PROBLEM DETAILS >> An exact repetition of all the entries that follow is required.

TASK DATA >>
★ ★ ★ ★ ★
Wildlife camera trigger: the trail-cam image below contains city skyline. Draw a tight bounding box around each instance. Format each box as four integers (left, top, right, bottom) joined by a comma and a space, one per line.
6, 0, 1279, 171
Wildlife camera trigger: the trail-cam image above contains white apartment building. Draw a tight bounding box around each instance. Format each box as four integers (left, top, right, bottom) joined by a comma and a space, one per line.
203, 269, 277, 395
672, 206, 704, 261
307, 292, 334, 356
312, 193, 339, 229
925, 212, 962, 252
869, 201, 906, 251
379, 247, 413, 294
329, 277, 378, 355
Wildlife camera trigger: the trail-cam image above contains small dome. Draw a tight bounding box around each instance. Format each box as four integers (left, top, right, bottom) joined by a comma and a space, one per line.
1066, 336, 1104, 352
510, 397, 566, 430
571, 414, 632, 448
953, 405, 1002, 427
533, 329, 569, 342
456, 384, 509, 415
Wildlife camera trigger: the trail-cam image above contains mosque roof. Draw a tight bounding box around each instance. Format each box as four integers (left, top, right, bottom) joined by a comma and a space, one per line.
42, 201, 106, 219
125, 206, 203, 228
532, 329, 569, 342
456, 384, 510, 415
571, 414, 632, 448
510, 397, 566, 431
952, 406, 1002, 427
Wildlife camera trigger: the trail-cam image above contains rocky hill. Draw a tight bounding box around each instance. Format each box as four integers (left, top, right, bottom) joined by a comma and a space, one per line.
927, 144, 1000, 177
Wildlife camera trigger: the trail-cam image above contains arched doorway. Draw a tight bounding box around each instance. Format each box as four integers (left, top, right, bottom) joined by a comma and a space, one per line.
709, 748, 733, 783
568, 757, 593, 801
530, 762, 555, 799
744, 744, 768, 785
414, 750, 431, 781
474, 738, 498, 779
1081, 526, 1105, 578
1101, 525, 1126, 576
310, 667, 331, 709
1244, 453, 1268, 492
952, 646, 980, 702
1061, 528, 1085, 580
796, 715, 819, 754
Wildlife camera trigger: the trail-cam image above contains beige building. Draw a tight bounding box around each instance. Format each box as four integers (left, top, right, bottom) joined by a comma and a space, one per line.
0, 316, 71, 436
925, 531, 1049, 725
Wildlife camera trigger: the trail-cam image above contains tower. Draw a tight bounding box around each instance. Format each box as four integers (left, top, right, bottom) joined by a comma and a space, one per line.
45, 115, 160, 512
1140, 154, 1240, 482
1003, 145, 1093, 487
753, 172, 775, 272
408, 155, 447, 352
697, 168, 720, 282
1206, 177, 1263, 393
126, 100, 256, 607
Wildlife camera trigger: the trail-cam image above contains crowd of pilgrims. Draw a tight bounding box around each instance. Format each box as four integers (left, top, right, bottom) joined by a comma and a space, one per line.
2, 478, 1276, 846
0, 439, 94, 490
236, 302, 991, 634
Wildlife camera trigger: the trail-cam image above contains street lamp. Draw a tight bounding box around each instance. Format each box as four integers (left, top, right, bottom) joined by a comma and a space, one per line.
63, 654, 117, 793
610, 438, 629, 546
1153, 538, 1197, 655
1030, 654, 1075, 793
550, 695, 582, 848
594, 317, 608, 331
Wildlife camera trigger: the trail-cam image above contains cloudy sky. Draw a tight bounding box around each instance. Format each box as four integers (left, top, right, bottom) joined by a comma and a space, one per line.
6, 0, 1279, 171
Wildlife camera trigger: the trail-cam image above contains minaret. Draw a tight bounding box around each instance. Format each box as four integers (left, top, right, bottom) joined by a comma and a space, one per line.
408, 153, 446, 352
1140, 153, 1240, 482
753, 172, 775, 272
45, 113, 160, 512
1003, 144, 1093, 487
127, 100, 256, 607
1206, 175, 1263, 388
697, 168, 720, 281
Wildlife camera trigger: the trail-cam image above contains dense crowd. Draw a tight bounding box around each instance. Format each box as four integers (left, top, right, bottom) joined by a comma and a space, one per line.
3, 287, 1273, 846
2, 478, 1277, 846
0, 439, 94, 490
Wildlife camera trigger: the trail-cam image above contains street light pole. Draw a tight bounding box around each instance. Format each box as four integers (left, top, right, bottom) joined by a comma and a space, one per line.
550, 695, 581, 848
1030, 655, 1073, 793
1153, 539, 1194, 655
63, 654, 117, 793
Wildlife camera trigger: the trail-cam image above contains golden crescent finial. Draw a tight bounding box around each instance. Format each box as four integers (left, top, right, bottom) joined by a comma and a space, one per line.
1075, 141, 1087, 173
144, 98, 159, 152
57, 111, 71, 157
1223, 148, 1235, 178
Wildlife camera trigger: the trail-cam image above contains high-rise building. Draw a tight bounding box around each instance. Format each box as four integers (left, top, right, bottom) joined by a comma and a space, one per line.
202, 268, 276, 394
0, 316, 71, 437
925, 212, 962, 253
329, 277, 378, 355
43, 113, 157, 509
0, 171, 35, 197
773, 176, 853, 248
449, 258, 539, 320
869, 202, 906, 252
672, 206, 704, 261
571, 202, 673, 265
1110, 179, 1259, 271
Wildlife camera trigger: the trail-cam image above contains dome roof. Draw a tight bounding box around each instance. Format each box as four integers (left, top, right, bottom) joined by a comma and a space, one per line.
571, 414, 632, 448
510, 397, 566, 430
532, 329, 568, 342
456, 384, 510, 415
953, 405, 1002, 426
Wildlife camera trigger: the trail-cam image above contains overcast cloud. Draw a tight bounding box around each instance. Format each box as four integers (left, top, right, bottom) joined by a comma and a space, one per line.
★ ★ ★ ★ ★
RESULT >>
Wildlife camera trigger: the trail-cam image below contains city skyline. Draw a tight bounding box around each instance. Format each box as four integers (left, top, right, bottom) joined by a comma and a space, one per line.
6, 0, 1279, 171
Wildlife camera trigger: the trail-cam image above contains white apartment building. Draw a tight bounding box around each instance. Format each box as four integers (left, top, right, bottom) joined by a comma and a space, one per line.
203, 269, 277, 395
672, 206, 704, 261
307, 292, 334, 356
312, 193, 339, 229
925, 212, 962, 252
869, 201, 906, 251
379, 247, 413, 294
329, 277, 378, 355
Wildlife camera trigger: the trail-cam image above contains small dome. Draw a tight bounding box around each instance. Format each box as four integers (left, top, right, bottom) joined by a comma and a space, one per line.
1066, 336, 1104, 352
510, 397, 566, 430
571, 414, 632, 448
953, 405, 1002, 427
533, 329, 569, 342
456, 384, 509, 415
Wildlife camera trigger: the trail-cam image above contains mosque roof. Draw a tight bounding box around each instance. Format each box as four integers (left, top, right, bottom) joined by a comma and a space, one per line.
42, 201, 106, 219
125, 206, 203, 228
532, 329, 569, 342
456, 384, 510, 415
571, 414, 632, 448
510, 397, 566, 431
952, 406, 1002, 427
Wildlife camera trigger: the trail-cam image above contains rocky hill. Draw a tight bounding box around each instance. Format each box as four integers (left, top, right, bottom) joined by a comma and a space, one per line.
927, 144, 1000, 177
Wildlife camera trigger: the trail-cam image above contains arched doorway. Draw a tight bounding box around each instance. Format each box as four integers (left, top, right, bottom) joined by a comma and a space, one per line.
709, 748, 733, 783
568, 757, 593, 801
530, 762, 555, 799
744, 744, 768, 785
414, 750, 431, 781
474, 738, 498, 779
1081, 526, 1105, 578
1101, 525, 1126, 576
310, 667, 331, 709
1244, 453, 1268, 492
952, 646, 980, 702
1061, 528, 1085, 580
796, 715, 819, 754
Wildlife camera trigger: the trail-cam image above contains beige building. Draw a tight bounding box around each instance. Format each box as four integers (left, top, right, bottom) joined by a comma and a space, one per line.
0, 316, 71, 436
925, 531, 1049, 725
Wildlife camera trigger: the trail-cam image above contains tower. Draw a tight bounding box around each instance. Format each box as four integers (left, top, right, bottom) joined by a comma and a space, one per line.
45, 115, 160, 512
1140, 154, 1240, 482
1003, 145, 1093, 487
753, 172, 775, 272
408, 155, 447, 352
697, 168, 720, 282
1206, 177, 1263, 393
126, 100, 256, 607
Wildlife camera trigger: the trail-cam image above contains crowd of pilgrims. Draw a tight bounding box around each instance. Format each box as four integers (left, top, right, bottom) joined by a comma and a space, one per line.
2, 478, 1276, 846
0, 439, 94, 490
236, 302, 991, 634
Wildlife camera trigger: the trail-cam image above contains street lamp. Draw a tight bounding box around each instance. Format each box as four integers (left, top, right, bottom) joined by a comma and a space, one per line.
63, 654, 117, 793
610, 438, 629, 546
1153, 538, 1197, 655
1030, 654, 1075, 793
550, 695, 582, 848
594, 317, 608, 331
Wildlife camera trigger: the trail-cam image above contains cloudy sky. Draw a tight bounding box around each instance. Format each box as four integers (left, top, right, bottom) joined by a comma and a space, one per line.
6, 0, 1279, 171
Wildlife camera trigger: the trail-cam image above contains minaret. Draw a tight bounding box around each instance. Format each box as four integers (left, top, right, bottom) joined by a comma and a space, one per line.
408, 153, 446, 352
1140, 153, 1240, 482
753, 172, 775, 272
45, 113, 160, 512
1003, 144, 1093, 487
127, 100, 256, 607
1206, 175, 1263, 388
697, 168, 720, 281
Wildlife camera trigger: the trail-cam image above contains dense crowd. Draw a tight bounding box around each instance. Format each box as four integers (left, top, right, bottom) joined by a comma and a space, one per line.
3, 287, 1273, 846
2, 478, 1277, 846
0, 439, 94, 490
Wildlife camera trigger: the trail-cam image above contains street light pole. Draw a tight bounding box around each instance. Format each box as four integers (left, top, right, bottom) joined by a comma and a space, one per line.
550, 695, 581, 848
1030, 655, 1073, 793
1153, 539, 1194, 655
63, 654, 117, 793
Wildlife camera trigger: the trail-cam image above contains golden crescent finial. Draw a tight bounding box around each instance. Format each box as four integers (left, top, right, bottom) joined by a comma and a space, one per line.
1075, 141, 1087, 173
144, 98, 159, 152
57, 111, 71, 157
1223, 148, 1235, 178
Wildlife camera trigger: the trail-cam image above contains high-rise building. Draw a tight bounding box around each instance. Format each box as four integers (left, top, right, bottom) joined by a comma and a space, one per line.
202, 268, 276, 394
0, 316, 71, 437
925, 212, 962, 253
329, 277, 378, 355
43, 113, 157, 509
0, 171, 35, 197
773, 176, 853, 248
449, 258, 539, 320
869, 202, 906, 252
672, 206, 704, 261
571, 202, 673, 265
1110, 179, 1259, 271
Wildlife camera trigger: the trail-cam image above contains dome roof. Draw a tight bounding box around each instance. Format each box as four integers (left, top, right, bottom) joined by a comma and a space, one per line.
571, 414, 632, 448
510, 397, 566, 430
532, 329, 568, 342
456, 384, 510, 415
953, 405, 1002, 426
Wildlife camera trigger: the trail-cam image above contains overcast cloud. Draw a tight bounding box around each instance. Format each box as four integers (left, top, right, bottom) joined by a comma and a space, one per line.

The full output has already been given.